• **Exercise directions**:
Carry on the article about the Castleton State College genetics research team from its last sentence, keeping its tone.

• **Excerpt provided**:
[Start of Attachment]

A scientist in a white lab coat fills small vials with purple solution. His colleague prepares an expensive piece of equipment to isolate a sugar transport gene from thousands of base pairs of DNA. They analyze the data using nothing short of a super-computer.No, this isn’t the laboratory of a research-intensive university, this is happening right here at Castleton State College. Deborah Alongi, assistant professor of biology, and her team of student biologists are carrying out professional level genetic research and analysis.
“Its exactly what I was doing for my post-doctoral research at U Sheffield in England,” Alongi said.
The team consists of senior Darren Colomb, and junior Kieth Lavoie, both biology majors.
Their research, which involves extracting DNA from a plant called Arabadapsis Lyrata and isolating its genes, gives students an opportunity to apply what they have learned in the classroom to real science.
“I feel fortunate to be able to put it on my resume because I can say I know these techniques,” Colomb said.
Alongi says she plans to bring students and other faculty with her to Ireland to gather samples of the plant for further studies.
“It’s exciting to go outside where the plant grows and correlate genetics with how they actually survive,” Alongi said.

[End of Attachment]

• **Recorded data**:
[Start of Attachment]

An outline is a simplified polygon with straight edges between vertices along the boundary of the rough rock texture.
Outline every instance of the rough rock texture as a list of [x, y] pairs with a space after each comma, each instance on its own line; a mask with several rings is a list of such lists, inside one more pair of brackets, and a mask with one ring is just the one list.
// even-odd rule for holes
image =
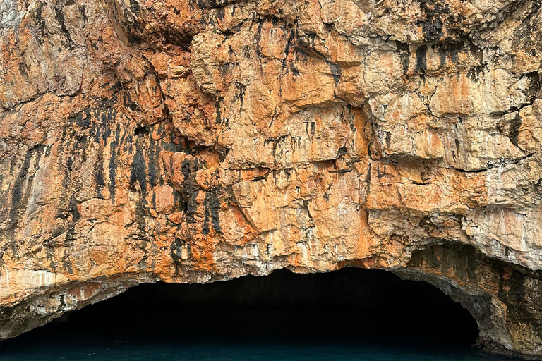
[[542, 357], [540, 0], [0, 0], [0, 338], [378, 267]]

[End of Attachment]
[Start of Attachment]

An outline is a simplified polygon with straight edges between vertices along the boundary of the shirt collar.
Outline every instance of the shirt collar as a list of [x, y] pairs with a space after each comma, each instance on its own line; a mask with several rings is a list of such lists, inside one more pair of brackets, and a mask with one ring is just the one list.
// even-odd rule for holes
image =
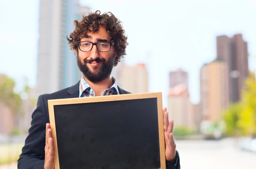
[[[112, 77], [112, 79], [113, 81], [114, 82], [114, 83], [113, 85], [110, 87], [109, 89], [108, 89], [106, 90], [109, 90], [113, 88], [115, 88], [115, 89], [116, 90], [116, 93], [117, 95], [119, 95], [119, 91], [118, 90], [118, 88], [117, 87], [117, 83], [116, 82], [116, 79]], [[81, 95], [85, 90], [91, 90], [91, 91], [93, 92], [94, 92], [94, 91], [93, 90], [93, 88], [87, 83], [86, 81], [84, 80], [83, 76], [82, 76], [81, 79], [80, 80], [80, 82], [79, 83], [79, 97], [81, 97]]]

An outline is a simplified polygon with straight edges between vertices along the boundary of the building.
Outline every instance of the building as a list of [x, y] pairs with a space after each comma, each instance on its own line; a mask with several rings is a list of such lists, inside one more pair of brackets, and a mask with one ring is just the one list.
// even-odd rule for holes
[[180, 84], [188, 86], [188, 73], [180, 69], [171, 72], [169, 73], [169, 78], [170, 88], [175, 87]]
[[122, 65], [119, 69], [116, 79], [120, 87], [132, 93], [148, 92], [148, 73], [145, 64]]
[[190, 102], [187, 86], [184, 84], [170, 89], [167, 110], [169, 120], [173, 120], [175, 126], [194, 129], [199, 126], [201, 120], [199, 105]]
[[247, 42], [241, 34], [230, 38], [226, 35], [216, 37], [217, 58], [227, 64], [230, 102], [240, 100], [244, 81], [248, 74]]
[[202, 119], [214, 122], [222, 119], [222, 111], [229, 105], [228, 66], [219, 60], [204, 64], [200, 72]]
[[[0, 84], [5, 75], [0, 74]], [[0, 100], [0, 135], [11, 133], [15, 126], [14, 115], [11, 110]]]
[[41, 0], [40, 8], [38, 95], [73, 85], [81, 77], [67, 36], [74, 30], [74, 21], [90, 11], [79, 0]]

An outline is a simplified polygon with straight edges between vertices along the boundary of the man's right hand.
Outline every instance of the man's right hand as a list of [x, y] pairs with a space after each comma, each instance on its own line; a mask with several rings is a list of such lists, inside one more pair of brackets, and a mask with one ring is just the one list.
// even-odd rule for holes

[End of Attachment]
[Start of Attachment]

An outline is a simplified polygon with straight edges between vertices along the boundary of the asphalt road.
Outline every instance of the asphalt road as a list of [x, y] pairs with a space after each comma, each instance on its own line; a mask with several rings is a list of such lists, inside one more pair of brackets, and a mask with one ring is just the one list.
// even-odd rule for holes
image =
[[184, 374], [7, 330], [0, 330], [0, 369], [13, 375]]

[End of Attachment]

• **Reply**:
The team’s hypothesis is that the plant grows better in a cold, almost arctic climate. The mystery is what the plant is doing in hotter places as far south as North Carolina. Are they adapting to warmer conditions? The answer lies in the plants DNA and team is using everything at their disposal to crack the genetic code.
“Genetics is the most important part of biology, because it just happened and we get to discover how it happened,” Colomb said.
The microbiology lab located in Woodruff Hall is home to equipment that is considered the “Cutting edge of genetics,” Lavoie said.
One such machine, acquired by Alongi last fall through a grant, is the bioinformatics thermocycler. It is used to create a polymerase chain reaction — basically it’s a gene copy machine. Lavoie said the microbiology lab is also home to the fastest computer on campus.
“It can surf Facebook at warp speed,” said Lavoie with a grin.
Analyzing and comparing data is a key part of genetic research. The quad core computer is used to look at genes thousands of base pairs long.
“It might take a few days instead of a few weeks to sequence genes,” Alongi said.
Research will continue well through next year with new student biologists taking the place of graduates. The research trip to Ireland is currently planned for Aug.12-28.
“Were tiny, but we do awesome science here,” said Colomb proudly as he put away his lab coat and safety goggles.